Start DATASET ENTRIES

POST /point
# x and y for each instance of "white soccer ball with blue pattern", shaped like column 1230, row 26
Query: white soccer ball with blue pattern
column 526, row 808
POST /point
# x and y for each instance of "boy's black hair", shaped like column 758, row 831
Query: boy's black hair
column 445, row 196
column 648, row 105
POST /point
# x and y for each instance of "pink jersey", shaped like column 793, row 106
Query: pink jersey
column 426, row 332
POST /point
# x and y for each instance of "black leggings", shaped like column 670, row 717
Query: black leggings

End DATASET ENTRIES
Start DATASET ENTRIES

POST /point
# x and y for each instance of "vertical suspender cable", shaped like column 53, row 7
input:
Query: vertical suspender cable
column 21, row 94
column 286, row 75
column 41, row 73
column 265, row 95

End DATASET ENTRIES

◆ WHAT YOU SHOULD DO ◆
Can you count the lines in the listing that contain the string "pink", with case taken into account? Reply with the number only.

◆ SOLUTION FOR THIS TASK ◆
2